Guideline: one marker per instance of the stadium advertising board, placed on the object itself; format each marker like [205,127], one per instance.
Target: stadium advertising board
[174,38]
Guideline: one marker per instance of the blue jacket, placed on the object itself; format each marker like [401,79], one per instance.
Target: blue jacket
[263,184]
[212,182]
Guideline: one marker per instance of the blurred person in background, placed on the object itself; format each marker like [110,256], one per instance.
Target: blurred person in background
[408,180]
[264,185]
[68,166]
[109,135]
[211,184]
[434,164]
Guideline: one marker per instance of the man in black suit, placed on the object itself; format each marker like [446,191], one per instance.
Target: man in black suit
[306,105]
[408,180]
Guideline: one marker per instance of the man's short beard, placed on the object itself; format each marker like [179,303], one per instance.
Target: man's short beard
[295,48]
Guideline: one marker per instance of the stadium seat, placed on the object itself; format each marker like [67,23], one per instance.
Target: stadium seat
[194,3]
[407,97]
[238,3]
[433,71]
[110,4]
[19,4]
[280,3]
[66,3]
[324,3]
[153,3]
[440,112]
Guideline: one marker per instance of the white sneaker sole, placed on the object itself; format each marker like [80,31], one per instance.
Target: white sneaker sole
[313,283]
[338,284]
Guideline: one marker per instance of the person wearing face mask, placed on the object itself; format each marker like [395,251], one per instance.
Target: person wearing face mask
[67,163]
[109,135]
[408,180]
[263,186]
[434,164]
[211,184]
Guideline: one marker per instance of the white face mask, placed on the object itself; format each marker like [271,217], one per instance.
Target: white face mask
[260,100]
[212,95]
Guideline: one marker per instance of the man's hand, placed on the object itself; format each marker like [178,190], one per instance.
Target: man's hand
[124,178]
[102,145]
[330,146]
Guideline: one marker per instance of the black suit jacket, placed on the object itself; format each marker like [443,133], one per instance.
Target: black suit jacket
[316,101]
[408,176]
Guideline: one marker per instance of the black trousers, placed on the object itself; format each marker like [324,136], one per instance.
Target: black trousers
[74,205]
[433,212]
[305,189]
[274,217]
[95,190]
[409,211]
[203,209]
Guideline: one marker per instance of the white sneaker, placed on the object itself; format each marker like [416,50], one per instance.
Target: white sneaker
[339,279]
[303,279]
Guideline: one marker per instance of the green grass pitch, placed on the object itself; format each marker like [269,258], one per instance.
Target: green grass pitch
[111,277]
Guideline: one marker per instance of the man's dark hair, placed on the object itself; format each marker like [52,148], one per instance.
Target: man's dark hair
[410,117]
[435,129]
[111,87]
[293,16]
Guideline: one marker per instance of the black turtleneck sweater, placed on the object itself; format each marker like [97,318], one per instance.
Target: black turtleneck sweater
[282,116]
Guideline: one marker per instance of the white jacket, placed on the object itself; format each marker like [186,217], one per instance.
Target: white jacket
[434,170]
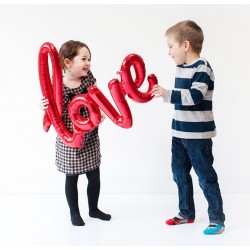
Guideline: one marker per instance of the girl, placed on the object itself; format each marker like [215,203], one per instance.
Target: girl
[75,59]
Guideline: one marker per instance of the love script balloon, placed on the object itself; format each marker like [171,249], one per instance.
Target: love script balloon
[94,100]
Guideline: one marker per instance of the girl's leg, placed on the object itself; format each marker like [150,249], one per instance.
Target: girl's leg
[71,192]
[93,191]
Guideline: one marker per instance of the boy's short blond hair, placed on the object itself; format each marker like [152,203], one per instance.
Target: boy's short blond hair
[187,31]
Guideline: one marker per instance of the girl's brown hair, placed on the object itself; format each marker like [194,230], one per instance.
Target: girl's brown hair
[69,50]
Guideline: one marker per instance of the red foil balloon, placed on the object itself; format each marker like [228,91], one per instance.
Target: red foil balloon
[130,86]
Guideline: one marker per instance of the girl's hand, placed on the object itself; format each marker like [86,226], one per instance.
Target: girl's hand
[43,104]
[158,91]
[103,116]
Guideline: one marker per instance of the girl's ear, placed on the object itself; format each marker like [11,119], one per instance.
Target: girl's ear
[187,45]
[66,62]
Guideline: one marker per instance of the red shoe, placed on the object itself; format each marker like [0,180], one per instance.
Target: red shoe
[178,221]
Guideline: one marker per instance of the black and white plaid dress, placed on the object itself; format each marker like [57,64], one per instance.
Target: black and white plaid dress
[78,160]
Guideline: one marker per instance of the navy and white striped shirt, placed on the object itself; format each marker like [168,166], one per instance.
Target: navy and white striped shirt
[192,97]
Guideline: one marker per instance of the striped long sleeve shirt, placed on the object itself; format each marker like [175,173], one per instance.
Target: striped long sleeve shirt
[192,99]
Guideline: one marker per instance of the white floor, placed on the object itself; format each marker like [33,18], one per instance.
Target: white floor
[137,220]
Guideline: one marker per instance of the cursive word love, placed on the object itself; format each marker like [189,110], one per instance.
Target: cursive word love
[94,100]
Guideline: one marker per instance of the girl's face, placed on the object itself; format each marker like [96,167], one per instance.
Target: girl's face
[176,51]
[80,64]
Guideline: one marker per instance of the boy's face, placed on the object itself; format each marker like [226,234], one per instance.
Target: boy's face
[176,51]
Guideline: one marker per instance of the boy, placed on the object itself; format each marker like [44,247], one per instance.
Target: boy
[193,125]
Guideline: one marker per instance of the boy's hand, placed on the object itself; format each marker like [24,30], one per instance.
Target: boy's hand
[158,91]
[43,104]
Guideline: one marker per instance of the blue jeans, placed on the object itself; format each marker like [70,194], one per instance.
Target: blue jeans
[196,153]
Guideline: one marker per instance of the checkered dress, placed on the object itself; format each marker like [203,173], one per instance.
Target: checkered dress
[78,160]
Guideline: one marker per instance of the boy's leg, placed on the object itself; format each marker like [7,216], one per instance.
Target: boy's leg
[202,162]
[181,168]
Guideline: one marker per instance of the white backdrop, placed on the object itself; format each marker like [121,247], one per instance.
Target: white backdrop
[135,160]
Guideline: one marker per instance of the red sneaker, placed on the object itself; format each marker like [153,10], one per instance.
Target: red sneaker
[178,221]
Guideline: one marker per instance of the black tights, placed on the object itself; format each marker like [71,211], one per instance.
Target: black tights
[93,191]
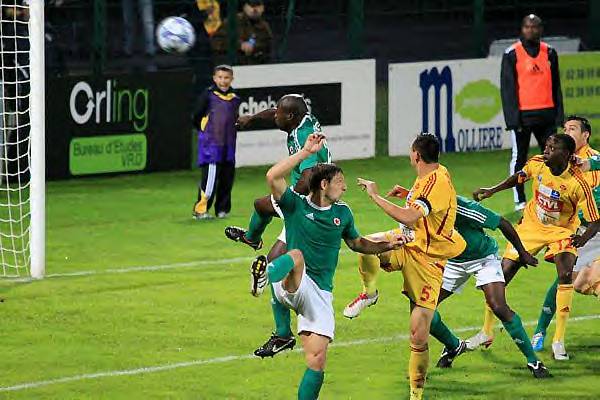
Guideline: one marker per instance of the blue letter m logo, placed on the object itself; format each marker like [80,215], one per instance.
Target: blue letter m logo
[437,80]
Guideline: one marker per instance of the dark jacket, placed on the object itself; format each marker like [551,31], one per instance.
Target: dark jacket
[515,118]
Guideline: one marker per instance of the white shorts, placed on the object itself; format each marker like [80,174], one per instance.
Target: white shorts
[313,306]
[281,236]
[587,254]
[486,270]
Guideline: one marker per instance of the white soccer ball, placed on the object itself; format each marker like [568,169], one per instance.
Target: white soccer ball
[175,35]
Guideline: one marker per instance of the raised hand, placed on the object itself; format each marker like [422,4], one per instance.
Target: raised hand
[369,186]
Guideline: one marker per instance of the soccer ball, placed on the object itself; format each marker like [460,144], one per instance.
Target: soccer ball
[175,35]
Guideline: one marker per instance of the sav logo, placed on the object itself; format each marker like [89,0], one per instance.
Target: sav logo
[110,105]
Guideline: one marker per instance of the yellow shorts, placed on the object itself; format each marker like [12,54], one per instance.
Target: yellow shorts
[422,275]
[538,237]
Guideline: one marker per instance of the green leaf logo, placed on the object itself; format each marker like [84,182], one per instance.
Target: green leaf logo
[479,101]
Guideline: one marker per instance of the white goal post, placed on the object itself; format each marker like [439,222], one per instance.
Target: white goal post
[22,142]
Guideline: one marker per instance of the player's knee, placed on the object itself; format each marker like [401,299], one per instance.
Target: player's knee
[297,257]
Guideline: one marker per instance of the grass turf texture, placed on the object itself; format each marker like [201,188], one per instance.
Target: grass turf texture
[200,309]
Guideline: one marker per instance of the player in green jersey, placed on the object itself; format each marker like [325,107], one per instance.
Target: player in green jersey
[291,116]
[302,278]
[480,259]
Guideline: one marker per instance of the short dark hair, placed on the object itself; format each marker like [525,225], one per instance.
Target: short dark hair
[223,67]
[322,171]
[566,141]
[293,103]
[428,146]
[585,124]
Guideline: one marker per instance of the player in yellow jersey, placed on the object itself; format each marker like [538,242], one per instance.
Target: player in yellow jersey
[429,216]
[586,273]
[550,220]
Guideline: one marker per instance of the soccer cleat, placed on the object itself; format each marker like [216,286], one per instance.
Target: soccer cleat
[259,279]
[238,234]
[537,341]
[448,356]
[201,216]
[559,351]
[539,370]
[274,345]
[480,339]
[355,307]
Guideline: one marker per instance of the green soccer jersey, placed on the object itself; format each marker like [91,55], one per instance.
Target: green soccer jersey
[295,143]
[317,233]
[471,219]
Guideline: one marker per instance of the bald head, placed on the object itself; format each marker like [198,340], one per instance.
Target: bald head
[531,28]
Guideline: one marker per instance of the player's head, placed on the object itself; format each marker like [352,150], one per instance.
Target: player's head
[558,150]
[532,28]
[579,129]
[327,179]
[223,76]
[425,149]
[290,110]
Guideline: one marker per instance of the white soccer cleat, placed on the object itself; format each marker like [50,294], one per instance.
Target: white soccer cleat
[480,339]
[559,351]
[258,276]
[355,307]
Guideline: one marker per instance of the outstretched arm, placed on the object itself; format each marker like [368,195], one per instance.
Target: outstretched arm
[511,235]
[484,193]
[277,173]
[366,246]
[265,118]
[406,215]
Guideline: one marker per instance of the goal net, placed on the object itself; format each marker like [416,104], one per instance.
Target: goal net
[22,168]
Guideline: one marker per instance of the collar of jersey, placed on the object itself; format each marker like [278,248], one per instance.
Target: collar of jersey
[313,205]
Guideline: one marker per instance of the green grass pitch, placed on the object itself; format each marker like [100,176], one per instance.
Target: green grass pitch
[135,283]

**WHAT YOU WILL DO:**
Take the lines from the one containing "Guideline: one marker per instance of the player's head, placed" through the end of the records and write them out again, changing every "marker" to "point" and leaving everything else untouched.

**FINISHED ANSWER:**
Guideline: one point per instance of the player's head, placed on the object itself; format each point like [352,150], one per instance.
Target: player's head
[558,150]
[532,28]
[579,129]
[327,179]
[223,76]
[425,149]
[290,110]
Guideline: one point per instance of the white soccer cleat, placed on the object itself; format each point like [50,294], one per instance.
Target: white soccer cleat
[480,339]
[559,351]
[258,276]
[355,307]
Guideline: one point per instance of the outstretched arm, placed on the object itself; format each point like [368,195], one per instance.
Target: outstretched arm
[511,235]
[484,193]
[277,173]
[366,246]
[265,118]
[406,215]
Guideline: one point per instance of the goal net, placed on the object itself; format each point like [416,104], one per instance.
Target: goal net
[22,168]
Guideline: one point per instance of the collar of jersey, placed on the object itself; format each point like [278,248], one per instance.
Target: collar of jersey
[313,205]
Guideline: one point per instance of the green grass pitch, placed on the object itself; format each point like [100,176], one per instance.
Target: green grass pitch
[135,283]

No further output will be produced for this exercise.